Exercise instructions ->
Could you rewrite the items from the line containing "Would you be able to pick out the stone railing" through the end of the items, both ends included, keeping every request line and adjusting each point coordinate in the answers by -110?

Dataset rows ->
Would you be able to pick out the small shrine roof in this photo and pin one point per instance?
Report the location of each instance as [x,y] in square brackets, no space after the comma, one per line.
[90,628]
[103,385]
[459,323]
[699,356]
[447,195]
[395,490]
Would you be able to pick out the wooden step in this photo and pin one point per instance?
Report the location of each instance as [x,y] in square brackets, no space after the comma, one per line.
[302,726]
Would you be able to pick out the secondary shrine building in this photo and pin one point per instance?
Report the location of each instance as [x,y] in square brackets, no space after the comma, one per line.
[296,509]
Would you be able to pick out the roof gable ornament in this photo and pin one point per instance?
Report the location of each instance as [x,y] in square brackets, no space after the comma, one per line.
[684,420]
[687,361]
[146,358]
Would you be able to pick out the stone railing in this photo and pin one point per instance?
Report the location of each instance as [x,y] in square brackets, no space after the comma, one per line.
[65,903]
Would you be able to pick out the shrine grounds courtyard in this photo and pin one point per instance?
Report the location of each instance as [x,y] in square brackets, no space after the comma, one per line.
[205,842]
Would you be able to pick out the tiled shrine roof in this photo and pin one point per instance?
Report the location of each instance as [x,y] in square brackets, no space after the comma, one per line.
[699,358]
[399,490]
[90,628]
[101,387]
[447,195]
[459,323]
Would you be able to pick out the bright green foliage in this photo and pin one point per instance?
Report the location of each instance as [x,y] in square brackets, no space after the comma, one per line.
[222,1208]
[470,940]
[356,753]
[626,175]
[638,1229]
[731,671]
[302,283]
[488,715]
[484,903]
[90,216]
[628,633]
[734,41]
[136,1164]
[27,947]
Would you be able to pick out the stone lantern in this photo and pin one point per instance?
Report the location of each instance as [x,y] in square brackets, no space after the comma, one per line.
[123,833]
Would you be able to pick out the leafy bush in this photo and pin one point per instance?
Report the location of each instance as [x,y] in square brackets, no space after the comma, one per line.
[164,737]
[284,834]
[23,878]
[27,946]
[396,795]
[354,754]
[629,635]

Output below ->
Would you be able to pick out the stone railing in this photo and pin one point per instance?
Report the location of each instance as [x,y] in square brackets, no space after the comma, one per line.
[-45,793]
Would you be able to pick out the shrine grounds courtyard in this photo and pin one point per instance?
Report the location of each instance as [x,y] in square brackets, no space after the comma, one per line.
[95,732]
Would you be able to pick out the tiled shrine roof in this photo and pin one point per instance?
Report the location of each instance as [x,y] in square brackets, no space after the comma, one per line.
[589,248]
[289,380]
[-20,518]
[-9,277]
[337,85]
[349,213]
Would you be able to pick out the bright green foliage in this photo and pin one point per instance?
Report the location of each instance as [x,y] in square brackets, no space after the comma, one per line.
[112,1098]
[360,830]
[246,643]
[516,65]
[528,1119]
[621,561]
[192,173]
[378,605]
[374,793]
[-20,106]
[518,523]
[624,-69]
[26,1054]
[-83,837]
Would you be able to pick out the stone lantern in this photo and pin one point per instance?
Report the location of each instance as [x,y] in square brackets, no space after the comma, one per line.
[13,723]
Would you be able to pick out the leafy bush in this photo and pin one point per instance?
Report the location of each instance as [x,y] in square brackets, no space after the comma, one per line.
[54,627]
[174,724]
[-87,768]
[-83,836]
[286,685]
[244,644]
[519,525]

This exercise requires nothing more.